__EXTRACTED TEXT__
☆ ☆ ☆

I was finding out about QueryPerformanceCounter, and found this snippet of code:

#pragma unmanaged

extern "C"
{
    int __stdcall QueryPerformanceCounter(__int64* p);
    int __stdcall QueryPerformanceFrequency(__int64* p);
}

#pragma managed

I liked it because when I used it, I had a call to QueryPerformanceCounter that didn't deal with those atrocious LARGE_INTEGERS. I'm programming in C++, and I got all my timer stuff working. But someone pointed out to me that I had no idea what I was doing here... a fact which I was trying to ignore. My question is: why does this work? How does it work?

__int64 is a Visual Studio specific keyword for a 64 bit integer. On a 32 bit platform, it's basically just hiding all of the work required to deal in 64 bit integers that are split up into 2 32 bit integers, which is nice.

It is also set up to access the DLL calls for those two functions. From the pragma at the top, I gather this is managed C++? You probably don't need to put the calls in an extern "C" block, but I'm not really sure.

Actually it's not managed C++. I just found a block of code out there... can't even remember where... and stuck it in my app. I left it alone because it worked.

;)

☆ ☆ ☆

__DATA PROVIDED__
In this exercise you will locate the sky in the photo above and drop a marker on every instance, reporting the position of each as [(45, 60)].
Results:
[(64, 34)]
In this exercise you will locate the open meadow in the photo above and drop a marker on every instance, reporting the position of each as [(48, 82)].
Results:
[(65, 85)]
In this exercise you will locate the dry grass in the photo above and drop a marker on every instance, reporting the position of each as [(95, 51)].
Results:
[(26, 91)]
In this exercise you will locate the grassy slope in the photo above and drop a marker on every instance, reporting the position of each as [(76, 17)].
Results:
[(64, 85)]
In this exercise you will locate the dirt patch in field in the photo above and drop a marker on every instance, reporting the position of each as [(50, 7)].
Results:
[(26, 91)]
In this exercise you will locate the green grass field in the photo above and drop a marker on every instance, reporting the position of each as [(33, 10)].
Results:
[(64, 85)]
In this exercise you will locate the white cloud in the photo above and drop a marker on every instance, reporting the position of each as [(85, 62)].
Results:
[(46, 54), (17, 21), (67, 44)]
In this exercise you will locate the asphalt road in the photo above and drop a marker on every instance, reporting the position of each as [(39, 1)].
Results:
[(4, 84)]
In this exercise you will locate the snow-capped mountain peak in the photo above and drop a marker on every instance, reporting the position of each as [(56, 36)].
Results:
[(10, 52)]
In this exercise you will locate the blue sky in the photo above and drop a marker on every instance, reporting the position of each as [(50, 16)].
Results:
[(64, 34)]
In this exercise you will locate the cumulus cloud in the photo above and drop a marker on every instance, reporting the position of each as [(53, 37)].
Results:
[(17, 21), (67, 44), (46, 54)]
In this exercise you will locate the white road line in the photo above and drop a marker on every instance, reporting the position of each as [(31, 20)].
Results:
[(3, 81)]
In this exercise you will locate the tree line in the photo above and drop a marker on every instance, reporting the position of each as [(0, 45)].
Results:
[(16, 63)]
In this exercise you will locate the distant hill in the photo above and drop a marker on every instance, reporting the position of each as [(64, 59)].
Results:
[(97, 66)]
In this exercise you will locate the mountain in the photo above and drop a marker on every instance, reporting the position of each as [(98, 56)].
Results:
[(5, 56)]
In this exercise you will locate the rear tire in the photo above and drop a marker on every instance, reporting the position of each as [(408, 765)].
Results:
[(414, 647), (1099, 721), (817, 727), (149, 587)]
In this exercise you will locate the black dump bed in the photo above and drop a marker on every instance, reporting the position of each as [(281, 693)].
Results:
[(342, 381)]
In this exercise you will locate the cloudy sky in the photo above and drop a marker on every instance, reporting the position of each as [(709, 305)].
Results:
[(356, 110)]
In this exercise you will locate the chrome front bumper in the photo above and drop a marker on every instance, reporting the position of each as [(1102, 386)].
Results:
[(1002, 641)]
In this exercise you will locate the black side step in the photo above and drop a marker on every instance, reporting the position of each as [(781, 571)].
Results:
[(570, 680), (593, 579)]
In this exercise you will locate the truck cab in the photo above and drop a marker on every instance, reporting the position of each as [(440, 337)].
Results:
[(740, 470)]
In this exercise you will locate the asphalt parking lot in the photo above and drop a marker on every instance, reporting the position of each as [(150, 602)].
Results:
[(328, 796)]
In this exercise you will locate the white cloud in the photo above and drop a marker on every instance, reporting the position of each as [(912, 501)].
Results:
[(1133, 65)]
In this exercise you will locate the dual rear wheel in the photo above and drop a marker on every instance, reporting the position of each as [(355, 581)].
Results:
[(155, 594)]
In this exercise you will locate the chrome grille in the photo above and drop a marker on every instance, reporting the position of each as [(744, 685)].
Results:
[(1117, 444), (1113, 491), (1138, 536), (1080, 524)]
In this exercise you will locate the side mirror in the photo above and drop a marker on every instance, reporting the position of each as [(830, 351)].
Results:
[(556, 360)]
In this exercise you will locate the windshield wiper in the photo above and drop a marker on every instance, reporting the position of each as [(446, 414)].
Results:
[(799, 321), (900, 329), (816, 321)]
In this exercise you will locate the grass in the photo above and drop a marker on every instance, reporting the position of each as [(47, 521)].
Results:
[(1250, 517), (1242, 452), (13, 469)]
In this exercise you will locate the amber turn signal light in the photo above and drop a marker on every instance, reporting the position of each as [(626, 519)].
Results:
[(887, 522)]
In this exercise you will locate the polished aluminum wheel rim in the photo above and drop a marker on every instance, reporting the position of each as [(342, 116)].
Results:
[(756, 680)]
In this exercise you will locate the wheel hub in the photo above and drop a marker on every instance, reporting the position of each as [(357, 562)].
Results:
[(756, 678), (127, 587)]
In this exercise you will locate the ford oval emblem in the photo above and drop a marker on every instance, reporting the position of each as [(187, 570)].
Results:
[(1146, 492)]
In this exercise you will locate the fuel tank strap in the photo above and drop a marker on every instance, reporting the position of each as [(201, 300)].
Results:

☆ ☆ ☆

Please resume the forum thread about QueryPerformanceCounter, above the listing, by writing the next post after its last line.

__EXERCISE RESULT__
This works because of how structs are stored in memory. The strict definition of LARGE_INTEGER, according to MSDN, is as follows:

typedef union _LARGE_INTEGER {   struct {      DWORD LowPart;       LONG  HighPart;   };  LONGLONG QuadPart;} LARGE_INTEGER, *PLARGE_INTEGER;

Let's break this down. A union, as you may or may not be aware, has each of its members starting at the same location in memory. This means that the struct and the LONGLONG will both overlap the same bytes in memory. LONGLONG is, of course, a typedef for long long, which is (on a 32-bit platform) equivalent to __int64. [Note carefully, however, that on a 64-bit platform, an int is natively 64 bits, which breaks the long long == __int64 equivalency. Just a bit of portability trivia.]

Now, let's back up and look at the struct. A DWORD is basically a long which is 32 bits. A LONG is also 32 bits. In memory, each member of a struct immediately follows the previous member, so the total size of the struct is 64 bits of consecutive memory. Since a LARGE_INTEGER is a union, these 64 bits will directly overlap the same 64 bits of memory as QuadPart.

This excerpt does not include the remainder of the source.